[Start of Attachment]
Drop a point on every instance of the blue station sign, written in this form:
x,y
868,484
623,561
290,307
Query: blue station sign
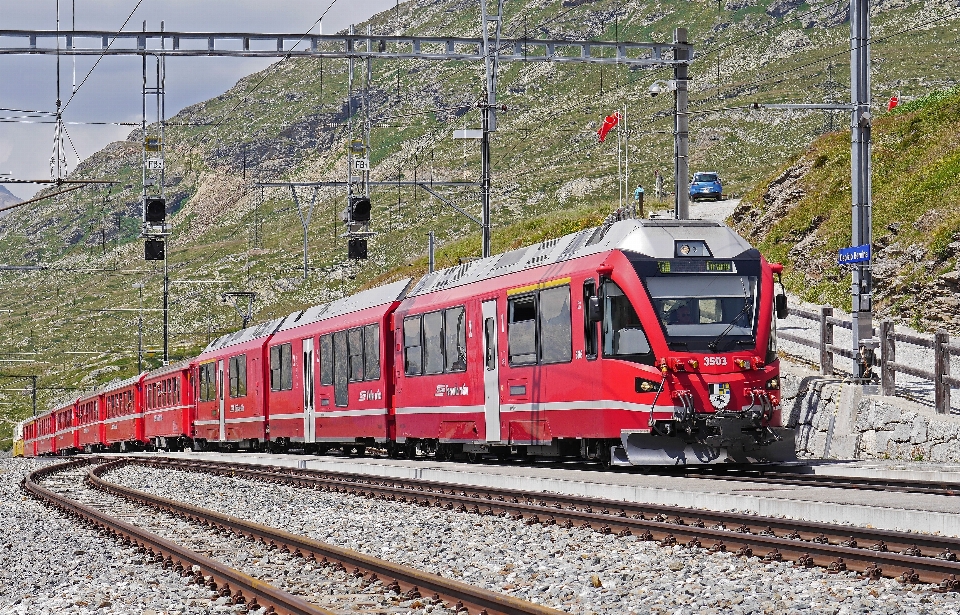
x,y
854,254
[End of Attachment]
[HOW TO COMPLETE THIS TASK] Your reply should be the entries above, repeated exactly and free of pictures.

[SOLUTION]
Drop a point on every instance of the blue station sign, written in this form:
x,y
868,484
623,561
290,307
Query: blue station sign
x,y
854,254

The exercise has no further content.